> _WORK INSTRUCTIONS_
Rewrite the lines starting with the one containing "Target: wrought iron railing" and going on through the one containing "(1194, 346)", changing "railing" to "fence" and keeping everything else the same. Give back only those lines.
--- Start RAW DATA ---
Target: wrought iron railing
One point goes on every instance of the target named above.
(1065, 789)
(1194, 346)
--- End RAW DATA ---
--- Start RAW DATA ---
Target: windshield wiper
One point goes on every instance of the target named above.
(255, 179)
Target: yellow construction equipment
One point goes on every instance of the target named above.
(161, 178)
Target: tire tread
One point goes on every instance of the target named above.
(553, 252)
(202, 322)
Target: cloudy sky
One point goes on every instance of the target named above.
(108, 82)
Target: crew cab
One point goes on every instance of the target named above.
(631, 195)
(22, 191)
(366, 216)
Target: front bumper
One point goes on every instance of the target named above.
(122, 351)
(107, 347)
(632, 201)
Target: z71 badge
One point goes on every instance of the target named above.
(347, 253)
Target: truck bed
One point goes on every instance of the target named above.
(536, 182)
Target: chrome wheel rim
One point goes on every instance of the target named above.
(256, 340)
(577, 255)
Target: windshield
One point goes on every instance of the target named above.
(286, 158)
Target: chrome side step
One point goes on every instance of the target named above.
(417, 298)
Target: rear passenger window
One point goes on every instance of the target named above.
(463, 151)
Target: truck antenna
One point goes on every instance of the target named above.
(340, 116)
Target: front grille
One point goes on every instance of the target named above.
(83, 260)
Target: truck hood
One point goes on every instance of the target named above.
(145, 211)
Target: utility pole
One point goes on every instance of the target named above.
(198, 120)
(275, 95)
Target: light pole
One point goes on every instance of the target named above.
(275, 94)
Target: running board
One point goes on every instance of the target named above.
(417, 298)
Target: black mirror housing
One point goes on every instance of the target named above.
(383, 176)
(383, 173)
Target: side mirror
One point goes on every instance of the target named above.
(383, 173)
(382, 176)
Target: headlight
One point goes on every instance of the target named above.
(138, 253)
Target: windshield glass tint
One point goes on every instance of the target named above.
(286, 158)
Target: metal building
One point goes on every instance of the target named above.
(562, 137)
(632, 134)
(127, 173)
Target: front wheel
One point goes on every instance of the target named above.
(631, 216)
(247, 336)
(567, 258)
--- End RAW DATA ---
--- Start RAW DATA ---
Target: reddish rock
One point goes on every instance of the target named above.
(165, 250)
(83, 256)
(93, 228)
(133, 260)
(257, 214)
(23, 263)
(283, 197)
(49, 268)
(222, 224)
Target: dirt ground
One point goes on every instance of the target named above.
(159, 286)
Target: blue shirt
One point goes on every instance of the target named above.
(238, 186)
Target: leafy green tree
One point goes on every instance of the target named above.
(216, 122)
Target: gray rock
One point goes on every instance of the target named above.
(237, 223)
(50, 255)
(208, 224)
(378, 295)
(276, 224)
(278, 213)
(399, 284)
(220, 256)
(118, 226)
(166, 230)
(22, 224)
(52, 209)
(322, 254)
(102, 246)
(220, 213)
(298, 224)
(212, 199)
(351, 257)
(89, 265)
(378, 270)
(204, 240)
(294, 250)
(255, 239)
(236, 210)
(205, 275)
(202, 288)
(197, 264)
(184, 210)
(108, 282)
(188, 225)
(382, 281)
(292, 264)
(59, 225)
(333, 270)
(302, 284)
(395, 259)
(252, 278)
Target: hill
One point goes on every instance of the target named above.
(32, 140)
--- End RAW DATA ---
> _SOLUTION FOR THIS EXERCISE_
Target: wrought iron fence
One point goes on every instance of the target named above.
(1065, 789)
(1194, 346)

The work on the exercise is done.